*PROBLEM TO SOLVE*. Each entry below must be repeated word for word.

[Dataset rows on where objects appear]
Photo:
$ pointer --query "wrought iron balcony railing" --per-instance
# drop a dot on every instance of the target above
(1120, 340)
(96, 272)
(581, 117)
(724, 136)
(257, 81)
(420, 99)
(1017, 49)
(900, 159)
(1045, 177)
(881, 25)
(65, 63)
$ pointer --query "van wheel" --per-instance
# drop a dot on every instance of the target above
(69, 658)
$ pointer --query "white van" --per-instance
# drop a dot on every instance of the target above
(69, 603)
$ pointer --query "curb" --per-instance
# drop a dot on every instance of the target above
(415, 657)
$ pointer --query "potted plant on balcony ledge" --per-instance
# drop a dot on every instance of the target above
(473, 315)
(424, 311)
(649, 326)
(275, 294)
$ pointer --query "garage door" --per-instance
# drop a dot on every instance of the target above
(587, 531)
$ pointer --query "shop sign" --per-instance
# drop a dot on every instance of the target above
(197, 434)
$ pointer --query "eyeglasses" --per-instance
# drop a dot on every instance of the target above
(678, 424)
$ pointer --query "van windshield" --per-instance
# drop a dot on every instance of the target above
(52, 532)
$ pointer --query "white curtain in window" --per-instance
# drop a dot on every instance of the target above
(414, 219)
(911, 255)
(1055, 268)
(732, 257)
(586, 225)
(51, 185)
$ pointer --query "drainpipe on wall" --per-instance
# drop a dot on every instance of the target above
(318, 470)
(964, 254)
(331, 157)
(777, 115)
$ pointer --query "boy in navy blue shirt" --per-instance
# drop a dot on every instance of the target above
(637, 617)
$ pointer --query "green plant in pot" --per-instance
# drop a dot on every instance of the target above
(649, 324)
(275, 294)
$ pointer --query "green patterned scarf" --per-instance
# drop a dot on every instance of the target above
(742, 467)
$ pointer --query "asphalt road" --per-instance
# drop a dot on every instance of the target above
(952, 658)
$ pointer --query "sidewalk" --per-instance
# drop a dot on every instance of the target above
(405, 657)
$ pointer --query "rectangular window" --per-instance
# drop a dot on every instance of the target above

*FINISHED EXERCISE*.
Photo:
$ pointer --query "wrought iron balcony railing" --per-instance
# drop a dot on every instance of the target above
(1120, 340)
(96, 272)
(581, 117)
(724, 136)
(257, 81)
(420, 99)
(1017, 49)
(900, 159)
(1045, 177)
(881, 25)
(65, 63)
$ pointer --query "van wheel" --per-instance
# drop a dot on every instance of the target above
(69, 658)
$ pointer --query "white van" --per-instance
# drop a dot on every instance of the target above
(69, 603)
$ pointer --query "curb" --per-instance
# drop a dot on every instance of the target above
(415, 657)
$ pointer --query "potted plant on balcony ledge" --per-instance
# drop a dot on every instance of the target above
(473, 315)
(424, 311)
(649, 326)
(275, 294)
$ pointer --query "garage door" --per-instance
# drop a dot on every instance of the target above
(587, 531)
$ pointer --query "shop sign" --per-instance
# drop a dot on every instance of the target above
(197, 434)
$ pointer --query "eyeglasses" --per-instance
# drop a dot on every instance of the target above
(678, 424)
$ pointer --query "van windshield" --per-instance
# drop a dot on every instance of the target above
(52, 532)
$ pointer --query "white curtain in window" --per-instance
# drop a dot on every instance of the target above
(414, 219)
(911, 255)
(1055, 268)
(732, 257)
(586, 225)
(51, 185)
$ pointer --query "drainpipe on wall" --per-instance
# drop a dot on every instance of the target above
(318, 470)
(964, 254)
(331, 157)
(777, 115)
$ pointer --query "boy in navy blue shirt" --per-instance
# drop a dot on every instance of the target above
(637, 617)
$ pointer --query "green plant in pot" --per-instance
# drop a dot on every instance of the target above
(649, 324)
(275, 294)
$ pointer --query "green patterned scarf" --per-instance
# drop a dot on every instance of the target above
(742, 467)
$ pointer --query "asphalt road" --per-instance
# drop a dot on every instance of the target above
(952, 658)
$ pointer --query "sidewalk" --per-instance
# drop a dot on every instance of the target above
(405, 657)
$ pointer --query "rectangular window" --per-instance
# drop a dot on every instance of the target above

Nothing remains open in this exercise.